WORK INSTRUCTIONS: Reproduce the travel blog excerpt about a market outing and a visit to Lotte Premium Outlets word for word, in full.

SELECTION:
----
Here’s the cool thing about the place. It’s a true melting pot. You’ve got everyone from Indonesians to Vietnamese to Thais to Uzbeks and more. 

Much more festive, it’s just that my photography skills are still almost non-existent.

We parked near the mosque:

Something weird about this. Can’t quite put my finger on it…

Before heading to the restaurant to get our meat (they also sell frozen meat), we checked out the nearby wet market which reminded me a lot of the old markets in Singapore:

Bank account seemed glad to see this place for some reason.

According to my brother-in-law, the prices here were significantly cheaper than in Busan. 

Finally we arrived at the restaurant:

Hand over the Samsas and nobody gets hurt.

I’d show you a picture of the Samsa, but I’ve pretty much eaten all of them. They’re that good. And a hot Samsa in winter? Oh yeah.

At this very moment, I’m typing this on a phone, on a big comfy couch in the hall, with my reflection and its full tummy in the glass window staring at me. I regret nothing.

Short Trip to Lotte Premium Outlets

Not only is it Christmas Eve, but it’s also my brother-in-law’s birthday! So naturally… we all headed out before he woke up to do some shopping 😂

A short cab ride later and we arrive at Lotte Premium Outlets Busan.

Christmas is getting ever bigger in Korea, but it’s still not as big of a deal here as the Lunar New Year. 

The place wasn’t too packed and there were a few good discounts according to my wife and her mom, who happen to be experts in matters like this. 

View from inside a cafe that blasted music like it was trying to become a club
 

Pro tip: There’s more discounts on the weekend. And especially on Christmas Eve. 

While the ladies went shopping, I entered the very mouth of madness:

Abandon hope all ye who enter

This would be a good place to bury daddy

I don’t know what is it about me and kids, but there’s always one or two kids that seem to go’OMG A FRIENDLY GROWN-UP!’ but since there were more kids than usual… I had to basically reject quite a few.
----
DATA SHOWN:

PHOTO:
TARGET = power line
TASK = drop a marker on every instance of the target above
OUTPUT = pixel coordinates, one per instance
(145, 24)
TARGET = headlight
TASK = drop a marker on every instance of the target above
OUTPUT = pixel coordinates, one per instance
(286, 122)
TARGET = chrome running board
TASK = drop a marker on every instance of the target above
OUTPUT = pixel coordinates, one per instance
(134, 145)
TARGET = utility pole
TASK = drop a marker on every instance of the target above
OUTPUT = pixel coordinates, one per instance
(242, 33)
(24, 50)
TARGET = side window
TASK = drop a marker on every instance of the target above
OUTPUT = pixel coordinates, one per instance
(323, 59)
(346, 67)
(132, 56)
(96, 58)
----
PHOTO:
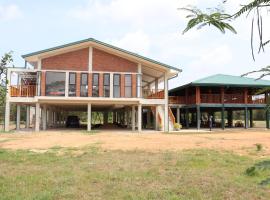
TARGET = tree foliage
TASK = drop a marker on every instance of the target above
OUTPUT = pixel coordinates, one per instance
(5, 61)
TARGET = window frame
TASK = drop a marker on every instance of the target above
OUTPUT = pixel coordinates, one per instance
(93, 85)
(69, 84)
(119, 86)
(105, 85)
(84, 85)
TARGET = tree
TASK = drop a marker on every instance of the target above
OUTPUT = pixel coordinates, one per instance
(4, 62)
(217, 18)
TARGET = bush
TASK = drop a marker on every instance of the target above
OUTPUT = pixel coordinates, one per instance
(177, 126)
----
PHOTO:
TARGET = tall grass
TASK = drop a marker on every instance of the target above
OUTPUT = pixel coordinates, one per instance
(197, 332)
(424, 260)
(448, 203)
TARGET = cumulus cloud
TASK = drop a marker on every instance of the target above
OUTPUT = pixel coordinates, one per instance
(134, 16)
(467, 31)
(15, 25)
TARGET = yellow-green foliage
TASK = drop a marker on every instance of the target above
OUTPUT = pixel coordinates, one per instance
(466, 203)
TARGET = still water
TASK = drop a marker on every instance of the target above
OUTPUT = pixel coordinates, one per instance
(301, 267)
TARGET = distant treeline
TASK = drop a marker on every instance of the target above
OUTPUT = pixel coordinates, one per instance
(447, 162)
----
TASK ANSWER:
Here’s the cool thing about the place. It’s a true melting pot. You’ve got everyone from Indonesians to Vietnamese to Thais to Uzbeks and more. 

Much more festive, it’s just that my photography skills are still almost non-existent.

We parked near the mosque:

Something weird about this. Can’t quite put my finger on it…

Before heading to the restaurant to get our meat (they also sell frozen meat), we checked out the nearby wet market which reminded me a lot of the old markets in Singapore:

Bank account seemed glad to see this place for some reason.

According to my brother-in-law, the prices here were significantly cheaper than in Busan. 

Finally we arrived at the restaurant:

Hand over the Samsas and nobody gets hurt.

I’d show you a picture of the Samsa, but I’ve pretty much eaten all of them. They’re that good. And a hot Samsa in winter? Oh yeah.

At this very moment, I’m typing this on a phone, on a big comfy couch in the hall, with my reflection and its full tummy in the glass window staring at me. I regret nothing.

Short Trip to Lotte Premium Outlets

Not only is it Christmas Eve, but it’s also my brother-in-law’s birthday! So naturally… we all headed out before he woke up to do some shopping 😂

A short cab ride later and we arrive at Lotte Premium Outlets Busan.

Christmas is getting ever bigger in Korea, but it’s still not as big of a deal here as the Lunar New Year. 

The place wasn’t too packed and there were a few good discounts according to my wife and her mom, who happen to be experts in matters like this. 

View from inside a cafe that blasted music like it was trying to become a club
 

Pro tip: There’s more discounts on the weekend. And especially on Christmas Eve. 

While the ladies went shopping, I entered the very mouth of madness:

Abandon hope all ye who enter

This would be a good place to bury daddy

I don’t know what is it about me and kids, but there’s always one or two kids that seem to go’OMG A FRIENDLY GROWN-UP!’ but since there were more kids than usual… I had to basically reject quite a few.